La presenza di un cane stimola le persone con la malattia di Alzheimer (AD) a interagire riducendo il loro isolamento sociale e la solitudine.
A dirlo è uno studio realizzato da un gruppo di lavoro multidisciplinare coadiuvato da Fausto Quintavalla, docente del Dipartimento di Scienze Medico-Veterinarie dell’Università di Parma e pubblicato sulla rivista internazionale Animals.
La ricerca, compiuta dal gruppo composto dai docenti dell’Ateneo Giuseppina Basini, Alberto Sabbioni (Dipartimento di Scienze Medico-Veterinarie) e Paolo Caffarra (Dipartimento di Medicina e Chirurgia), dalla psicologa Diana Spinelli e dai medici veterinari esperti in medicina comportamentale e approccio cognitivo zooantropologico Simona Cao e Fiammetta M. Rossi, ha coinvolto 30 pazienti con malattia di Alzheimer e 3 cani coterapeuti.
Nel corso dello studio, si è notato che le persone che hanno avuto cani, hanno ottenuto un miglioramento complessivo del proprio stato di benessere percepito, anche sul piano cognitivo e mnemonico.

Dati forniti =>
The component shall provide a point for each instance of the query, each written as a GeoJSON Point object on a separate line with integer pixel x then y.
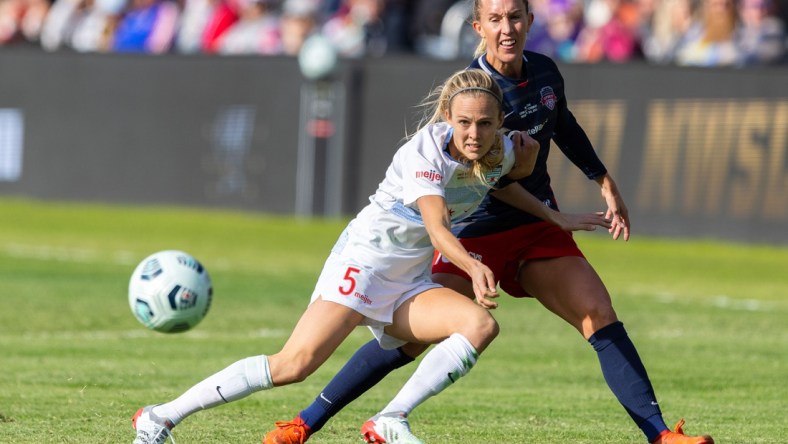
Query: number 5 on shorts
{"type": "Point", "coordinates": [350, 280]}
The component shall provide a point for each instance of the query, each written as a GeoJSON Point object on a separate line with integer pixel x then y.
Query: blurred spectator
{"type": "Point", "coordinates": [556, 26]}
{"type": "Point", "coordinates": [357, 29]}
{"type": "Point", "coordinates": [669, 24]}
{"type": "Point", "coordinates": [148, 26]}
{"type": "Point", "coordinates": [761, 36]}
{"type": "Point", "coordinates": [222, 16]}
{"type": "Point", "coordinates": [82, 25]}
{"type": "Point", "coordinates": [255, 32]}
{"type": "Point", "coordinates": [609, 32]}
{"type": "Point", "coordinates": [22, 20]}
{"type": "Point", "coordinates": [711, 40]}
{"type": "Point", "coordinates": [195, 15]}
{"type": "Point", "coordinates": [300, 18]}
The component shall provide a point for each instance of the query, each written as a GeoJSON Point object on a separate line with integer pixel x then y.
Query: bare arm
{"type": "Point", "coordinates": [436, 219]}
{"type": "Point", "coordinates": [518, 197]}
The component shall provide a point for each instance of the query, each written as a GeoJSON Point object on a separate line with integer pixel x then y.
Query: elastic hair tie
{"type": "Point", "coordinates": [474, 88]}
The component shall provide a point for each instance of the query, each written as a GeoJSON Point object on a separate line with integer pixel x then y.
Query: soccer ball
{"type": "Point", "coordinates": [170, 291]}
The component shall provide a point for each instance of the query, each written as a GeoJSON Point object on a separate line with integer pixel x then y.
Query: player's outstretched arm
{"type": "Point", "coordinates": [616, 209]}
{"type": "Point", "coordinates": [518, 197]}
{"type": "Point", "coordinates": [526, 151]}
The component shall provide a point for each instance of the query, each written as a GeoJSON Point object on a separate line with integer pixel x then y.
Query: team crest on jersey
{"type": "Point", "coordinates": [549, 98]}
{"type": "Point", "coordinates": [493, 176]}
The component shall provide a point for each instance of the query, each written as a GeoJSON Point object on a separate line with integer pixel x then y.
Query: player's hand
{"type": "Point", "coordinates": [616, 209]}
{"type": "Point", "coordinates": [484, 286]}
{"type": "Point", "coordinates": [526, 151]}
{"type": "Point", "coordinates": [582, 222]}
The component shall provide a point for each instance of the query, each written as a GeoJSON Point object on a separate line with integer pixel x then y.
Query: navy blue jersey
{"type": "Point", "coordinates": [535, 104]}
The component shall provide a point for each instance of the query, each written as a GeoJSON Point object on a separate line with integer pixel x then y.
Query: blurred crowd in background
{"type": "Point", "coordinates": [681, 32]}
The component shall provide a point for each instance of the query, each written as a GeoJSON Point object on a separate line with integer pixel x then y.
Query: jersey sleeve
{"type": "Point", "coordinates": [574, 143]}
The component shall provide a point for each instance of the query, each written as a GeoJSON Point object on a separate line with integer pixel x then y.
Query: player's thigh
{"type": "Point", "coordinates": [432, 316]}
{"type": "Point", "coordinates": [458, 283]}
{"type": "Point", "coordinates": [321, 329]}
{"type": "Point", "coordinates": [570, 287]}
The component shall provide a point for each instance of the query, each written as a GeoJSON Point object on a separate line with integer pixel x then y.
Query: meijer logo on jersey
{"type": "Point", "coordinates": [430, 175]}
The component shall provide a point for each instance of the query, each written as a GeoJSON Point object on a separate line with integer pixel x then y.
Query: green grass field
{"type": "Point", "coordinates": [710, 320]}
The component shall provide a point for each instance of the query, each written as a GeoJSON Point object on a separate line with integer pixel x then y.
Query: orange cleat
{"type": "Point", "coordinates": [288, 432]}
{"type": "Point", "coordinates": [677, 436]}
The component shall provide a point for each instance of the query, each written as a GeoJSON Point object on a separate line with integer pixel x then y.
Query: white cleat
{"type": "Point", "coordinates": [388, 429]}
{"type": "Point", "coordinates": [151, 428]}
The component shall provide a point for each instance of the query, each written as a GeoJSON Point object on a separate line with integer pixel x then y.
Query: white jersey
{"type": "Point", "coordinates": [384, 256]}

---

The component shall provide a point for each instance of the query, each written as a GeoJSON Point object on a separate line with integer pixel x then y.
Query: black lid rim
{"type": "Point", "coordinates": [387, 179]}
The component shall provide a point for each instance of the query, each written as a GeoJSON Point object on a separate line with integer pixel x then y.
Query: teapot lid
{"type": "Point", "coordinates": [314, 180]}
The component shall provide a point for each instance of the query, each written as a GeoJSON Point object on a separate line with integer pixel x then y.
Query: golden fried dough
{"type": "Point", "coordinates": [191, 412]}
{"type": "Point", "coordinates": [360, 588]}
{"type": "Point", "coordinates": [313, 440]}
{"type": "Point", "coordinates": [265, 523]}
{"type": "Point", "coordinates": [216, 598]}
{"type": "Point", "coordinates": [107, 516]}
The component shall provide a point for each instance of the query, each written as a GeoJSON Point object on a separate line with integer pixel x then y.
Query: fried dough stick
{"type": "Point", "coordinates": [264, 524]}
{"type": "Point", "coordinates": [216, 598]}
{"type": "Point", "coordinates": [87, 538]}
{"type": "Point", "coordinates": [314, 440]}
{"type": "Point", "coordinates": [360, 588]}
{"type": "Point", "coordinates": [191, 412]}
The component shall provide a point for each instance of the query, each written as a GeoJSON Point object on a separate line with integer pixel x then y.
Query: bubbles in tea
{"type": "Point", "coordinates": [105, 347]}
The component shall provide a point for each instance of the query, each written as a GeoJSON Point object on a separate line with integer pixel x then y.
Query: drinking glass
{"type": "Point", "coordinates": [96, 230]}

* * *

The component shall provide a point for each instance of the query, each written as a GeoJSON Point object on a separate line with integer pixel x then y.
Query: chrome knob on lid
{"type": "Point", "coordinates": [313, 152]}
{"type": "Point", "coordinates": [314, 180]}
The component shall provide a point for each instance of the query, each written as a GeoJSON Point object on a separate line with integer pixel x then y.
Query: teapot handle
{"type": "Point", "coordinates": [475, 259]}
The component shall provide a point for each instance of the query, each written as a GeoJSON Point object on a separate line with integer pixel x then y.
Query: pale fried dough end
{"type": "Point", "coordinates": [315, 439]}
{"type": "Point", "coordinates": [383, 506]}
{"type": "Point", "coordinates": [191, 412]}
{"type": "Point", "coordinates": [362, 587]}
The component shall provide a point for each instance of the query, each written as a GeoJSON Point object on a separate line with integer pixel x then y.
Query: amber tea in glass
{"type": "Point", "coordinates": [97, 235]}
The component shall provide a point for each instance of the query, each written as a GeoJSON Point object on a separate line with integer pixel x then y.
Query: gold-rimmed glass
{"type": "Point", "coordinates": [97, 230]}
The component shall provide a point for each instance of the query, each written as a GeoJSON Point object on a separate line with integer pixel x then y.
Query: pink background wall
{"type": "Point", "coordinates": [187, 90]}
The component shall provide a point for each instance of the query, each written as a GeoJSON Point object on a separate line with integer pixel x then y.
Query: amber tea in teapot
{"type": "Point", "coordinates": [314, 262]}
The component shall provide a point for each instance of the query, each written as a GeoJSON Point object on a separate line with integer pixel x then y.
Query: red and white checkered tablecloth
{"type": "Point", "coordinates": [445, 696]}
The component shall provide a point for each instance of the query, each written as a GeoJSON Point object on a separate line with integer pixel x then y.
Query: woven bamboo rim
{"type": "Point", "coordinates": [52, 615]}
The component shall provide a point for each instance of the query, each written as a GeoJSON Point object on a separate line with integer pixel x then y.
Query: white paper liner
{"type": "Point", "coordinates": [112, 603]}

Richiesta di lavoro 1 => Indica se ciascuna delle seguenti affermazioni concorda con il brano sui cani e l'Alzheimer, rispondendo sì o no e citando fedelmente le parole del brano che lo dimostrano. (a) Lo studio ha coinvolto 30 pazienti con malattia di Alzheimer e 3 cani. (b) Lo studio è stato pubblicato sulla rivista Nature. (c) Paolo Caffarra fa parte del Dipartimento di Scienze Medico-Veterinarie.
Richiesta di lavoro 2 => Prosegui il brano sui cani e l'Alzheimer a partire dall'ultima frase riportata.

Risposta 1 =>
(a) Sì: "ha coinvolto 30 pazienti con malattia di Alzheimer e 3 cani coterapeuti".
(b) No: "pubblicato sulla rivista internazionale Animals".
(c) No: "Paolo Caffarra (Dipartimento di Medicina e Chirurgia)".

Risposta 2 =>
Ne consegue che gli interventi assistiti dagli animali contribuiscono al miglioramento del benessere sociale e globale. La presenza di un cane, indipendentemente dalla taglia e dalla razza, stimola le persone con la malattia di Alzheimer (AD) ad interagire riducendo il loro isolamento sociale e la solitudine.
Tuttavia, due mesi dopo la fine delle sessioni con gli animali, i benefici dell’intervento tendono a diminuire progressivamente, suggerendo quindi la necessità di interventi prolungati nel tempo e correlati alla presenza dell’animale in modo costante nella routine dei pazienti.
La malattia di Alzheimer (AD) è la causa più comune di demenza nell’uomo: è stato stimato che in Italia, nel 2020, si siano verificati oltre 500.000 nuovi casi di demenza.